# Task objective
Go through the records below and write each one out again unchanged.

# The records
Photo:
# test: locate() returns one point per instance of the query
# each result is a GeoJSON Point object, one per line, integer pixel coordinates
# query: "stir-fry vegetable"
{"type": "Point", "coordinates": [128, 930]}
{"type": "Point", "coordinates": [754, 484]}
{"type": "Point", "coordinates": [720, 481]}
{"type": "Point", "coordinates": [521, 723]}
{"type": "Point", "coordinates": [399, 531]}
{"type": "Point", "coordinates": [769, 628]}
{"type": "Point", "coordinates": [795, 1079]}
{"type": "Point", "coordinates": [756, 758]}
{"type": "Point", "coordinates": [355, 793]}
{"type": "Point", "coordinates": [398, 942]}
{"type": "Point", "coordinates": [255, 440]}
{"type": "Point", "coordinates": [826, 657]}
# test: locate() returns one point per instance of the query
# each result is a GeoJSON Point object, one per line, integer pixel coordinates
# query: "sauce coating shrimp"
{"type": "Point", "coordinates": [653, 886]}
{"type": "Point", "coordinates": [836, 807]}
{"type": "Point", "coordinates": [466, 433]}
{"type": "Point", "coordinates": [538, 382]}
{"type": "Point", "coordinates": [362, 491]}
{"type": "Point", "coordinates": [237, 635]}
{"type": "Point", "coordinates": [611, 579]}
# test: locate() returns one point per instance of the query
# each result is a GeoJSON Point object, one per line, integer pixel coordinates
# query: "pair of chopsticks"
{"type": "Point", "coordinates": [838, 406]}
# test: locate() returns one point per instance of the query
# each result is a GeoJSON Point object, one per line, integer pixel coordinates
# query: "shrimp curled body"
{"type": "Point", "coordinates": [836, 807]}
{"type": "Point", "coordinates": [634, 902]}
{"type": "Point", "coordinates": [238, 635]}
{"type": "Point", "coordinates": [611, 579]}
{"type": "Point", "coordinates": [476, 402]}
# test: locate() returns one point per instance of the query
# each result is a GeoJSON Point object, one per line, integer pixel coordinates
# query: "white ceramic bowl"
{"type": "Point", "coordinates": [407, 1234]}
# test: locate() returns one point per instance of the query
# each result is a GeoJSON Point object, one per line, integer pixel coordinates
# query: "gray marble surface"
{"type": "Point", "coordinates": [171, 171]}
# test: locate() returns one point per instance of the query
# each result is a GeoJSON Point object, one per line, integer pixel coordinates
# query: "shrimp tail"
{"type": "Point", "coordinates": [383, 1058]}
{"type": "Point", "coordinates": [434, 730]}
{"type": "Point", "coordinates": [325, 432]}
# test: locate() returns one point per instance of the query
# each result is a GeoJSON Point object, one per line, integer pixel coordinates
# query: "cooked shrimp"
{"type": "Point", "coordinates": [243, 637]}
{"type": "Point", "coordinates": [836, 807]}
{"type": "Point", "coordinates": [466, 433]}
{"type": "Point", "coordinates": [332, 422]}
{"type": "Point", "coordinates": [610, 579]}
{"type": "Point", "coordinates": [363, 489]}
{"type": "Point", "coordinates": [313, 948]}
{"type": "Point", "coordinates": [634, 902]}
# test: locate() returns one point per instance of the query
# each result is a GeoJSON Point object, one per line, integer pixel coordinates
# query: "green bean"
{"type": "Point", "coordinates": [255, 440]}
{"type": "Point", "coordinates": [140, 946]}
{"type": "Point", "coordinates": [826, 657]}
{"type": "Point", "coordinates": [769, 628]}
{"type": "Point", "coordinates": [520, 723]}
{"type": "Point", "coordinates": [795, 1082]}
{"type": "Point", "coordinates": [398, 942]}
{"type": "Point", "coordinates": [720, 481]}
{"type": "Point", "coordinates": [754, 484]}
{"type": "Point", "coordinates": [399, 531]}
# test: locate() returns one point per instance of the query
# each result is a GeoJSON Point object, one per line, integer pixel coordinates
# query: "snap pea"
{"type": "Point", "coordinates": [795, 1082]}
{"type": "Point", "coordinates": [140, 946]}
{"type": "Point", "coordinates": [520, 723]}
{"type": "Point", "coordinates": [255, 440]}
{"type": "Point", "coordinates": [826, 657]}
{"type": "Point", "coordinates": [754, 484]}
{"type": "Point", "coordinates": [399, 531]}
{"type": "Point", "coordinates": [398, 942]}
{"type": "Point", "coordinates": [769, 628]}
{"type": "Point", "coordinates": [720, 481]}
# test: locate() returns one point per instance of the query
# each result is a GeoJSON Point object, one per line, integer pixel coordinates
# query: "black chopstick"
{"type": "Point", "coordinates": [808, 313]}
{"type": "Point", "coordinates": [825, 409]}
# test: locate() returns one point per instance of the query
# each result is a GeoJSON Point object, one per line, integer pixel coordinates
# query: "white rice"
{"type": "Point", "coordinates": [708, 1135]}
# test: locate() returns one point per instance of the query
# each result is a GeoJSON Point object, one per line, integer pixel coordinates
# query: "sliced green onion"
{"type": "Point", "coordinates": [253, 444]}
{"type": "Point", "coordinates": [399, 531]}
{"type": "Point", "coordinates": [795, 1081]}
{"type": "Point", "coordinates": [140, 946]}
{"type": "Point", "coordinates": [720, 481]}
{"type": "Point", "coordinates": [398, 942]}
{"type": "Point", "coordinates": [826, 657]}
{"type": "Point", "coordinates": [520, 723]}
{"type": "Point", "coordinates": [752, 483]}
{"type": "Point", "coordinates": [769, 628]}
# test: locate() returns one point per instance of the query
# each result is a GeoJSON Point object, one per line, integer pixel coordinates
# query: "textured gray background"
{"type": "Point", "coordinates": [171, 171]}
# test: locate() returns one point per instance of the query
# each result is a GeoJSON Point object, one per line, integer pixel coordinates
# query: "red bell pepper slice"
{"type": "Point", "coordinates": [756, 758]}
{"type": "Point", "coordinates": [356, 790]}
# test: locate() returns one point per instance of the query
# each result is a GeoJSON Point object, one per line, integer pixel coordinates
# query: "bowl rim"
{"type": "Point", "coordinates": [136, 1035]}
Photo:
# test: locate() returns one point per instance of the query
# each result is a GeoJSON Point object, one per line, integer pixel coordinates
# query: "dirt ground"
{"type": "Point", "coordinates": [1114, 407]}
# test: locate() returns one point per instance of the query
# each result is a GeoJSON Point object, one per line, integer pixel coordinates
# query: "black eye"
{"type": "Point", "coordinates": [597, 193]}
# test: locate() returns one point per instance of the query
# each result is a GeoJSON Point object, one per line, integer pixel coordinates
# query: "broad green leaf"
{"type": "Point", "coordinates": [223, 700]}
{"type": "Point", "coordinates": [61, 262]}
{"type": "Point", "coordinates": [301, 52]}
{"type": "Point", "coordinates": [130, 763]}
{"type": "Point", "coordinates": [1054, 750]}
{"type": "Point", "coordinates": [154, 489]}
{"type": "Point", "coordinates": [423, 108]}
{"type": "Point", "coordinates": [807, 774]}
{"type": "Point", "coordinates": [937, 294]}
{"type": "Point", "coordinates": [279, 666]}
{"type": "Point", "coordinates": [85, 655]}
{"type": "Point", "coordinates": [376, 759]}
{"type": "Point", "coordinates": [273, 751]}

# Exercise result
Photo:
# test: locate() returns one point per instance of the query
# each result is a GeoJSON Point object, one per line, integer pixel coordinates
# query: "stir-fry vegetable"
{"type": "Point", "coordinates": [128, 930]}
{"type": "Point", "coordinates": [754, 484]}
{"type": "Point", "coordinates": [720, 481]}
{"type": "Point", "coordinates": [521, 723]}
{"type": "Point", "coordinates": [399, 531]}
{"type": "Point", "coordinates": [769, 628]}
{"type": "Point", "coordinates": [795, 1079]}
{"type": "Point", "coordinates": [756, 758]}
{"type": "Point", "coordinates": [355, 793]}
{"type": "Point", "coordinates": [398, 942]}
{"type": "Point", "coordinates": [255, 440]}
{"type": "Point", "coordinates": [826, 657]}
# test: locate() returns one point per instance of the query
# each result is a GeoJSON Point object, one per line, integer pixel coordinates
# query: "sauce coating shrimp"
{"type": "Point", "coordinates": [653, 886]}
{"type": "Point", "coordinates": [836, 807]}
{"type": "Point", "coordinates": [466, 433]}
{"type": "Point", "coordinates": [538, 382]}
{"type": "Point", "coordinates": [362, 491]}
{"type": "Point", "coordinates": [237, 635]}
{"type": "Point", "coordinates": [611, 579]}
# test: locate() returns one point per instance of the query
# each result is a GeoJSON Point object, one per line, integer pixel coordinates
# query: "pair of chopsticks"
{"type": "Point", "coordinates": [838, 406]}
# test: locate() returns one point per instance of the query
# each result is a GeoJSON Point object, one per line, integer pixel coordinates
# query: "shrimp curled body"
{"type": "Point", "coordinates": [836, 807]}
{"type": "Point", "coordinates": [634, 902]}
{"type": "Point", "coordinates": [238, 635]}
{"type": "Point", "coordinates": [611, 579]}
{"type": "Point", "coordinates": [476, 402]}
# test: locate() returns one point per instance of the query
# each result is a GeoJSON Point object, one per line, integer pixel coordinates
# query: "white ceramic bowl"
{"type": "Point", "coordinates": [407, 1234]}
# test: locate() returns one point per instance of the query
# each result is a GeoJSON Point object, one per line, integer pixel coordinates
# query: "gray marble surface"
{"type": "Point", "coordinates": [171, 171]}
# test: locate() returns one point per instance of the query
# each result is a GeoJSON Point object, one per line, integer pixel coordinates
# query: "shrimp tail"
{"type": "Point", "coordinates": [383, 1058]}
{"type": "Point", "coordinates": [434, 730]}
{"type": "Point", "coordinates": [325, 432]}
# test: locate() returns one point per instance of the query
# each result is a GeoJSON Point object, one per line, integer pixel coordinates
# query: "cooked shrimp"
{"type": "Point", "coordinates": [243, 637]}
{"type": "Point", "coordinates": [836, 807]}
{"type": "Point", "coordinates": [466, 433]}
{"type": "Point", "coordinates": [332, 422]}
{"type": "Point", "coordinates": [610, 579]}
{"type": "Point", "coordinates": [363, 489]}
{"type": "Point", "coordinates": [313, 948]}
{"type": "Point", "coordinates": [634, 902]}
# test: locate() returns one point per instance of the query
# each result is a GeoJSON Point object, one per line, integer pixel coordinates
# query: "green bean"
{"type": "Point", "coordinates": [255, 440]}
{"type": "Point", "coordinates": [140, 946]}
{"type": "Point", "coordinates": [826, 657]}
{"type": "Point", "coordinates": [769, 628]}
{"type": "Point", "coordinates": [520, 723]}
{"type": "Point", "coordinates": [795, 1082]}
{"type": "Point", "coordinates": [398, 942]}
{"type": "Point", "coordinates": [720, 481]}
{"type": "Point", "coordinates": [754, 484]}
{"type": "Point", "coordinates": [399, 531]}
# test: locate() returns one point per instance of the query
# each result is a GeoJSON Point object, one per line, integer pixel coordinates
# query: "snap pea"
{"type": "Point", "coordinates": [795, 1082]}
{"type": "Point", "coordinates": [140, 946]}
{"type": "Point", "coordinates": [520, 723]}
{"type": "Point", "coordinates": [255, 440]}
{"type": "Point", "coordinates": [826, 657]}
{"type": "Point", "coordinates": [754, 484]}
{"type": "Point", "coordinates": [399, 531]}
{"type": "Point", "coordinates": [398, 942]}
{"type": "Point", "coordinates": [769, 628]}
{"type": "Point", "coordinates": [720, 481]}
# test: locate() returns one point per instance of the query
# each result is a GeoJSON Point object, one per line, integer pixel coordinates
# query: "black chopstick"
{"type": "Point", "coordinates": [808, 313]}
{"type": "Point", "coordinates": [825, 409]}
# test: locate() returns one point per instance of the query
# each result is a GeoJSON Point object, one per line, integer pixel coordinates
# query: "white rice"
{"type": "Point", "coordinates": [708, 1135]}
# test: locate() returns one point per instance of the query
# each result is a GeoJSON Point object, one per line, integer pixel coordinates
# query: "sliced green onion"
{"type": "Point", "coordinates": [253, 444]}
{"type": "Point", "coordinates": [399, 531]}
{"type": "Point", "coordinates": [795, 1081]}
{"type": "Point", "coordinates": [140, 946]}
{"type": "Point", "coordinates": [720, 481]}
{"type": "Point", "coordinates": [398, 942]}
{"type": "Point", "coordinates": [826, 657]}
{"type": "Point", "coordinates": [520, 723]}
{"type": "Point", "coordinates": [752, 483]}
{"type": "Point", "coordinates": [769, 628]}
# test: locate() returns one point per instance of the query
# each result is a GeoJSON Point object, one per line, integer pixel coordinates
# query: "textured gray background"
{"type": "Point", "coordinates": [171, 171]}
# test: locate() returns one point per instance of the query
# each result is a GeoJSON Point object, one per line, integer pixel coordinates
# query: "red bell pepper slice"
{"type": "Point", "coordinates": [756, 758]}
{"type": "Point", "coordinates": [356, 790]}
# test: locate() returns one point per instance of the query
# each result is a GeoJSON Point object, one per line, integer pixel coordinates
# query: "bowl rim"
{"type": "Point", "coordinates": [136, 1035]}
Photo:
# test: locate() returns one point per instance of the query
# each result is a GeoJSON Point object, one per line, integer pixel coordinates
# query: "dirt ground"
{"type": "Point", "coordinates": [1114, 407]}
# test: locate() returns one point per instance of the query
# each result is a GeoJSON Point object, one per line, integer pixel coordinates
# query: "black eye"
{"type": "Point", "coordinates": [597, 193]}
# test: locate() returns one point per instance of the query
# each result is a GeoJSON Point object, one per line, integer pixel coordinates
# query: "broad green leaf"
{"type": "Point", "coordinates": [223, 700]}
{"type": "Point", "coordinates": [61, 262]}
{"type": "Point", "coordinates": [301, 52]}
{"type": "Point", "coordinates": [130, 763]}
{"type": "Point", "coordinates": [1054, 750]}
{"type": "Point", "coordinates": [154, 489]}
{"type": "Point", "coordinates": [423, 108]}
{"type": "Point", "coordinates": [807, 774]}
{"type": "Point", "coordinates": [937, 294]}
{"type": "Point", "coordinates": [279, 666]}
{"type": "Point", "coordinates": [85, 655]}
{"type": "Point", "coordinates": [376, 759]}
{"type": "Point", "coordinates": [273, 751]}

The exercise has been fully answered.